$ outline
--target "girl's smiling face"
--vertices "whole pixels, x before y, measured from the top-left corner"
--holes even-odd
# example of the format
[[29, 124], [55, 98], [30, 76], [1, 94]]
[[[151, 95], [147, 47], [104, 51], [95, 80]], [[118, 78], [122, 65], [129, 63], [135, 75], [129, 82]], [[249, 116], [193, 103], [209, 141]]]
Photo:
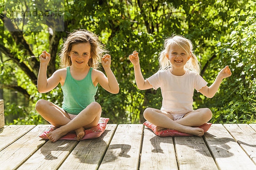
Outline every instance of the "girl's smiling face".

◆ TASK TO CARRY OUT
Rewrite the lines with "girl's smiling face" changed to "girl's left hand" and everything else unchanged. Leave the picture out of your answer.

◆ ANSWER TO THE TASK
$ outline
--target "girl's left hand"
--vertices "whole pixels, x before y, measured from the top-left corner"
--holes even-odd
# example of the format
[[29, 124], [55, 98], [30, 76], [1, 94]]
[[[151, 95], [147, 47], [104, 51], [95, 80]], [[118, 78], [122, 65], [129, 63], [135, 75], [129, 82]], [[249, 116], [193, 103], [209, 141]]]
Photo:
Outline every instance of the "girl's left hand".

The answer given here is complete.